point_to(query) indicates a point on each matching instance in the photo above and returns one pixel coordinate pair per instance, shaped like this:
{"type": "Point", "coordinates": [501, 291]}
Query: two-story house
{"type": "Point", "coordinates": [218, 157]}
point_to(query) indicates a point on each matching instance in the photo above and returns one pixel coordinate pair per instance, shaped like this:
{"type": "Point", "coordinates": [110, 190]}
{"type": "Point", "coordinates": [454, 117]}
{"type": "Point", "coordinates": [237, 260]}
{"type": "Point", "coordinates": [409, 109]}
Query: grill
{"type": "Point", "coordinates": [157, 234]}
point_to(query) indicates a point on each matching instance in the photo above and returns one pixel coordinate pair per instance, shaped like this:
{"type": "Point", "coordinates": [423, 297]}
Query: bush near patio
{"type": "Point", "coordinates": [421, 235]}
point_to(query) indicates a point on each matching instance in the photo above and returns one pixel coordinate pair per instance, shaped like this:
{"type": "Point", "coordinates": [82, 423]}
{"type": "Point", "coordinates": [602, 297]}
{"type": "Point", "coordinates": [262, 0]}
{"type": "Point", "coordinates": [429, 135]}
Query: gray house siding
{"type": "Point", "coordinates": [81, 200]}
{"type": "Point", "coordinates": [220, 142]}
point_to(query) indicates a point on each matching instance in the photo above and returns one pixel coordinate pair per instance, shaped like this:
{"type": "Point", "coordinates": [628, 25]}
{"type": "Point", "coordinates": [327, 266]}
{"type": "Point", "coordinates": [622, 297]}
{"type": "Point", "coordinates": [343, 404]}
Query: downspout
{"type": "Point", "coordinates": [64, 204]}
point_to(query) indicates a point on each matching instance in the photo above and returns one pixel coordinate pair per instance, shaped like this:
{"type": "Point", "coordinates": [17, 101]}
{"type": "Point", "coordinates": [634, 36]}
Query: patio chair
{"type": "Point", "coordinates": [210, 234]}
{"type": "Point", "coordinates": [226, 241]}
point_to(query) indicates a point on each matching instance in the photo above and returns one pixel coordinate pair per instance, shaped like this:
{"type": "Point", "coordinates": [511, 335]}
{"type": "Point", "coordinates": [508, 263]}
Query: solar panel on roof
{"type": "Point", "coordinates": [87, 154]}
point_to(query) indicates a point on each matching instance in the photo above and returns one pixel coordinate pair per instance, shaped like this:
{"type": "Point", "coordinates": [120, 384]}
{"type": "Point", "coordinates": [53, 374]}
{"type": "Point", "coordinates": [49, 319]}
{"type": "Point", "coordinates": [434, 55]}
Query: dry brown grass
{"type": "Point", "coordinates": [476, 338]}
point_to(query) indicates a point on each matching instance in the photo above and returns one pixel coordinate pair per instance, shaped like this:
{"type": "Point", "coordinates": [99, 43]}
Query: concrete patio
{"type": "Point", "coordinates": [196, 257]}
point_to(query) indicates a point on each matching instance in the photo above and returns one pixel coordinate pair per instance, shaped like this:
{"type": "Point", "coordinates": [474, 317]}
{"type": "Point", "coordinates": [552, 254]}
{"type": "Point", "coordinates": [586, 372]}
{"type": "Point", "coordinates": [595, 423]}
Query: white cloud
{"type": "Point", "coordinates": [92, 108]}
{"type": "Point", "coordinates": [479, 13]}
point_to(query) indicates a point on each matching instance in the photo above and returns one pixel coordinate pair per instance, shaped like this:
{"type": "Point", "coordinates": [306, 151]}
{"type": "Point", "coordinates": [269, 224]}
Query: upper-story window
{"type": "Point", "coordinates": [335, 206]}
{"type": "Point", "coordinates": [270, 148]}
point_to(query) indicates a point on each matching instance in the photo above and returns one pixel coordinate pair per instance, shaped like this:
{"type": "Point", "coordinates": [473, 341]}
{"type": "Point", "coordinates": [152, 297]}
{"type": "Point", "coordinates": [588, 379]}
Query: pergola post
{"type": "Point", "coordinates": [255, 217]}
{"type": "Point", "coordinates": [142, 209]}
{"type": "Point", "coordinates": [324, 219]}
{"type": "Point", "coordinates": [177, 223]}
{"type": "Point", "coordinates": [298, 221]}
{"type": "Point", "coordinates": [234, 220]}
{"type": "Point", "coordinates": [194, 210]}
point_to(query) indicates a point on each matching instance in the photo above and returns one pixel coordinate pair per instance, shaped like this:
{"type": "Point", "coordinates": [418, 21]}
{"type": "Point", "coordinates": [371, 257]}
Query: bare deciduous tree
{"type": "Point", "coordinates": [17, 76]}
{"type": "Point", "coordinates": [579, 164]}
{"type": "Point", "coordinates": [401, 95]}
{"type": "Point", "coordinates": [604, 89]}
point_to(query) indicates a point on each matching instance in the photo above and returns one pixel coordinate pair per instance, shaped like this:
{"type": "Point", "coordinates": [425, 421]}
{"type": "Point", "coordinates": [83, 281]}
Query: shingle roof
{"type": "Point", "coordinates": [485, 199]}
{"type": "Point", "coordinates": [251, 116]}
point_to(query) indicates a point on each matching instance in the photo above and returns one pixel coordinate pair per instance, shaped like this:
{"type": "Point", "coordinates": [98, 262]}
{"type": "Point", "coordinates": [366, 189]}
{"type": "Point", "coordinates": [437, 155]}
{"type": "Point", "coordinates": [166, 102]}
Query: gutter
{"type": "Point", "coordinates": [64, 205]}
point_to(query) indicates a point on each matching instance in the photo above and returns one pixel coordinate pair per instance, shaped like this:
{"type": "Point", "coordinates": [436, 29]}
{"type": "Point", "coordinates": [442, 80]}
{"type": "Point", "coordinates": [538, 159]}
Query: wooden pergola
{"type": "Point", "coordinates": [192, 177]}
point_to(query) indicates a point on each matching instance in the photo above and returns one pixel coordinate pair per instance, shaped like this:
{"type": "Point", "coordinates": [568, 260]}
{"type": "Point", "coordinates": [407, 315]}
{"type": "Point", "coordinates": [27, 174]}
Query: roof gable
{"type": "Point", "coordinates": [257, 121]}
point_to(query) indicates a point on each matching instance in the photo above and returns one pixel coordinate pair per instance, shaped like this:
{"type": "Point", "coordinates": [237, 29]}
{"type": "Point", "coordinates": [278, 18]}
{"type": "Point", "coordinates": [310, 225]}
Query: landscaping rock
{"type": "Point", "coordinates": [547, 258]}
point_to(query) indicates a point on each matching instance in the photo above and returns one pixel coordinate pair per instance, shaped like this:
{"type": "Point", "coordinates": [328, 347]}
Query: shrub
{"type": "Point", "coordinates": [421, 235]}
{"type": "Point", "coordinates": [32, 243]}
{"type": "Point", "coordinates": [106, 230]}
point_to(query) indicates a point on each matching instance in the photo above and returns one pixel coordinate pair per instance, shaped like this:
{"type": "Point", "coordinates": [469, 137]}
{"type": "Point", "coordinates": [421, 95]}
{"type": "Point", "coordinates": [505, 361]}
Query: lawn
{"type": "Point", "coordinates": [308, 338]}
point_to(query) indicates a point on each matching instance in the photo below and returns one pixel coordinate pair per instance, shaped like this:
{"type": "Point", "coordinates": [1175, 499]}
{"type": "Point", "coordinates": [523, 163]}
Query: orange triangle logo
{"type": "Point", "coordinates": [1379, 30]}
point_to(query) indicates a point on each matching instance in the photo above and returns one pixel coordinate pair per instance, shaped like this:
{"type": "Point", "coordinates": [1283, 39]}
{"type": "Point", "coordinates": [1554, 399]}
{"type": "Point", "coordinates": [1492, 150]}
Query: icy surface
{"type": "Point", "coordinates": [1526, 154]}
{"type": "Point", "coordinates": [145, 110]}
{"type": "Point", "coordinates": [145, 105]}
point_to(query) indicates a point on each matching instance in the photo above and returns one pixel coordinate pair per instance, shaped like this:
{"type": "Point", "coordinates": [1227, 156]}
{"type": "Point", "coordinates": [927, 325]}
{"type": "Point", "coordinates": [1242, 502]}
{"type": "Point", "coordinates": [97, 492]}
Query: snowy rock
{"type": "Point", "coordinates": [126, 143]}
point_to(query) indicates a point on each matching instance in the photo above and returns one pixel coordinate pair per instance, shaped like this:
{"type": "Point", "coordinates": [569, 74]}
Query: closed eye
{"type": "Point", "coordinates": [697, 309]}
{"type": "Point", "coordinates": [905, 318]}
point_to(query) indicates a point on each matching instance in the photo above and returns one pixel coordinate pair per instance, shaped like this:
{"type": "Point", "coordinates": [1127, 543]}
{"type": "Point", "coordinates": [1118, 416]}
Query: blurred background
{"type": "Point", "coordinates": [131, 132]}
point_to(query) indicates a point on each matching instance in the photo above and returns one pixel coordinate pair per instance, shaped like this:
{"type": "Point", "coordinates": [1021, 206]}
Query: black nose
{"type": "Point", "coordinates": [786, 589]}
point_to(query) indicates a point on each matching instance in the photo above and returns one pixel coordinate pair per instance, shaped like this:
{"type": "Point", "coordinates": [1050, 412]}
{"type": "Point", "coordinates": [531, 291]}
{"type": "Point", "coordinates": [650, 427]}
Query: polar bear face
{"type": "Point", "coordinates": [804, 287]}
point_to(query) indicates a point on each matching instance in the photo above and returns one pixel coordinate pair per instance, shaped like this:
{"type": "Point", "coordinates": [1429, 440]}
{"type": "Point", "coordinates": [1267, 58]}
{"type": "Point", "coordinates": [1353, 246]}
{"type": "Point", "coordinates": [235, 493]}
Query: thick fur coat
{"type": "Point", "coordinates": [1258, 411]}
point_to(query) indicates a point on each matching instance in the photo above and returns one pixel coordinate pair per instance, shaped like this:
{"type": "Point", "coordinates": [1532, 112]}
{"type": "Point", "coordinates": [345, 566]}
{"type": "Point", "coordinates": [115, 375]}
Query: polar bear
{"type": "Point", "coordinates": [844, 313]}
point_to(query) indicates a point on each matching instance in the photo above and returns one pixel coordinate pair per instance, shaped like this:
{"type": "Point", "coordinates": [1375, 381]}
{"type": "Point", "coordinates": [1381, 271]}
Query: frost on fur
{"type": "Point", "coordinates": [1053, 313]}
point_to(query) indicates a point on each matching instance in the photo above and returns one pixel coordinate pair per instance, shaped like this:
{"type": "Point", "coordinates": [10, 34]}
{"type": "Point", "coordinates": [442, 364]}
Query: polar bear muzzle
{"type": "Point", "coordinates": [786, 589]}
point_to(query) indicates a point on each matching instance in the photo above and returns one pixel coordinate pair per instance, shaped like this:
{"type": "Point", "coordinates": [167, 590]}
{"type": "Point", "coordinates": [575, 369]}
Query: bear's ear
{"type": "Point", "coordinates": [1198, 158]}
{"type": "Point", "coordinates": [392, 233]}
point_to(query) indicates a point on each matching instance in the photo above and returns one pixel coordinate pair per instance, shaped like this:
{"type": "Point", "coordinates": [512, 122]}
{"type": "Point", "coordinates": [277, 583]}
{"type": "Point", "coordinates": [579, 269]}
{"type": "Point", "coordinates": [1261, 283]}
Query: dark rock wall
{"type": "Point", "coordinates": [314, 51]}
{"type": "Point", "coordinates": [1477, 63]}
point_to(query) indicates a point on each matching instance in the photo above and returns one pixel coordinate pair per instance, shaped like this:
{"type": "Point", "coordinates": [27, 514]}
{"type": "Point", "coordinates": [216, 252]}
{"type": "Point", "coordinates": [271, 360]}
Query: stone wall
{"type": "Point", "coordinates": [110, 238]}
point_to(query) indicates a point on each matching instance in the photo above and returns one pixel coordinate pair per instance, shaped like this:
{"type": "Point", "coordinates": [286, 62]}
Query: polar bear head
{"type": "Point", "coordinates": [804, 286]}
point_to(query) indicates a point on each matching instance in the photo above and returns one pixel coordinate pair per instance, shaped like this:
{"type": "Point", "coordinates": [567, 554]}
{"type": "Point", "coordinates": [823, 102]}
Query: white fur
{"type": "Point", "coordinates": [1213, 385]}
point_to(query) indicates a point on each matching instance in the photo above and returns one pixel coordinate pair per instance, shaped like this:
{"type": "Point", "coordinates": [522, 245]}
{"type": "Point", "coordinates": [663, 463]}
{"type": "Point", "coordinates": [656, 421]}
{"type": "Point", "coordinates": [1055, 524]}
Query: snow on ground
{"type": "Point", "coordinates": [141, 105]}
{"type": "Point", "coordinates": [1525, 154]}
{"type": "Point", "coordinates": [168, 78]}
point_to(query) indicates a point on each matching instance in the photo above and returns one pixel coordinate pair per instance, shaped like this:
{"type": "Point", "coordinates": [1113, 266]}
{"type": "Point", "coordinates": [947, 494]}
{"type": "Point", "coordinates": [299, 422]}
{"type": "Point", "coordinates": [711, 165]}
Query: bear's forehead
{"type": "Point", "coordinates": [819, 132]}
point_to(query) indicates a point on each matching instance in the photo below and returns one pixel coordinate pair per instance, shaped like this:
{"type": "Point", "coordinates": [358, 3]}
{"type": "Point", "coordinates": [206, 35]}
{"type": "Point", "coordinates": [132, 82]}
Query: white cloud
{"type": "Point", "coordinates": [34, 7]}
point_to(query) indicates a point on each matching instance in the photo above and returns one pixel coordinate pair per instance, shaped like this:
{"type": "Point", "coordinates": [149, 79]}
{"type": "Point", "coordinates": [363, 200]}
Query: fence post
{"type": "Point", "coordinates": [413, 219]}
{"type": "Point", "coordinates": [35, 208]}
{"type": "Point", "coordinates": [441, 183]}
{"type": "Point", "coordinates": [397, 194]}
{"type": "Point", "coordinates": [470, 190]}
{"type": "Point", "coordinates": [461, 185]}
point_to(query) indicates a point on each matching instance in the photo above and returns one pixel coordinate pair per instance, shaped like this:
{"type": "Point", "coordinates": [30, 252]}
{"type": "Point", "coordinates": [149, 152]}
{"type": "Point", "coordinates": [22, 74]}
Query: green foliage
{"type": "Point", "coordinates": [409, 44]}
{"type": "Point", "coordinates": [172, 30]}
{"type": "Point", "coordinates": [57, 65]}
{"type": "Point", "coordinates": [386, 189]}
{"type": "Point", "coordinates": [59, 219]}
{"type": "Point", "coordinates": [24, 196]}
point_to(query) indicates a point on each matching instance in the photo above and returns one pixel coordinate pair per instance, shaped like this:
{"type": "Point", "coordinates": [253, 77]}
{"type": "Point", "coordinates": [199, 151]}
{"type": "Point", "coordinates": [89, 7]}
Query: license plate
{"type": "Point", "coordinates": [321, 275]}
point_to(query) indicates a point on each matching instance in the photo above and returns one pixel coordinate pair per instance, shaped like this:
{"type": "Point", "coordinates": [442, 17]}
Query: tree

▶ [WHAT THE TASK ASKS]: Report each line from the items above that contains the word "rock", copying every such line in full.

▶ [EXPECTED ANSWER]:
Query: landscaping rock
Query: snowy rock
Query: dark rock wall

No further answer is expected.